- _Written instruction_
Rewrite everything from the line containing "Every instance of the rear" down to the end of the data, changing "single dot" to "single point" and leaving the rest unchanged.

- _Task input_
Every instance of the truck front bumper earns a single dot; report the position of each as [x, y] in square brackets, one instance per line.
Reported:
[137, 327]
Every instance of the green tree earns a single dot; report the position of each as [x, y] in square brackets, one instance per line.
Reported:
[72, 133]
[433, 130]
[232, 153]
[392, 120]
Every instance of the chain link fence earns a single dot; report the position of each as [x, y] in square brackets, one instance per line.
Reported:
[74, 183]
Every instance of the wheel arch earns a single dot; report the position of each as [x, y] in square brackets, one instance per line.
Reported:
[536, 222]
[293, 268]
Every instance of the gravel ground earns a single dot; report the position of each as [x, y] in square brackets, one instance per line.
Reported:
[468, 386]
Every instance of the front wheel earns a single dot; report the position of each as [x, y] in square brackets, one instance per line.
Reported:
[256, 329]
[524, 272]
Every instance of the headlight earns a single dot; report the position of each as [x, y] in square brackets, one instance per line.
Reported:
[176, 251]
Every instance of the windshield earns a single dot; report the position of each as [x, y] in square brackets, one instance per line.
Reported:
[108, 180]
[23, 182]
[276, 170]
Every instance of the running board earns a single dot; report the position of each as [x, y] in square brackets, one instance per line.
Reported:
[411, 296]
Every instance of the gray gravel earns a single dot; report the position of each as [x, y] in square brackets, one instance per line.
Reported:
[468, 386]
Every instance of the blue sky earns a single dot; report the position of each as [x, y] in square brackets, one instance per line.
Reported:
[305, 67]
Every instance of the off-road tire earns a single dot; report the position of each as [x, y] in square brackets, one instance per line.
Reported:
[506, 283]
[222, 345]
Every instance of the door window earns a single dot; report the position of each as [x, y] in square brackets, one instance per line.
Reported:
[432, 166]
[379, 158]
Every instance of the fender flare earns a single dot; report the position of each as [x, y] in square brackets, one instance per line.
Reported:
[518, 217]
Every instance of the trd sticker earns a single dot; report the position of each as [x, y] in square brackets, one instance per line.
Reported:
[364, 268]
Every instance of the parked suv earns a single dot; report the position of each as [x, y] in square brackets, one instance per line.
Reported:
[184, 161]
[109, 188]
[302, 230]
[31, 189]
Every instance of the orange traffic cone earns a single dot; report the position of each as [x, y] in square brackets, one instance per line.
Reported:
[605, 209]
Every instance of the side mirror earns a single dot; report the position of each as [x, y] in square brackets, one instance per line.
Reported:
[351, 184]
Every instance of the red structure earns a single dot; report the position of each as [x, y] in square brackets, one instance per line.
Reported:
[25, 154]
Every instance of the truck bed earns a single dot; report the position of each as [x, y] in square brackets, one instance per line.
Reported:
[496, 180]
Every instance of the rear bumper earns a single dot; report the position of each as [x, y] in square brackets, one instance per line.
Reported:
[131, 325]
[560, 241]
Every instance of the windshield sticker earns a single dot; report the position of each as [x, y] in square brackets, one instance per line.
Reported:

- _Solution for this task_
Every instance of the rear bumper earns a single point; report the position of each as [x, y] in square brackets, one instance per line.
Reported:
[131, 325]
[560, 241]
Every instance of the windshield sticker earns a single point; report the position of each as [x, y] in square brackets, one instance per line.
Reported:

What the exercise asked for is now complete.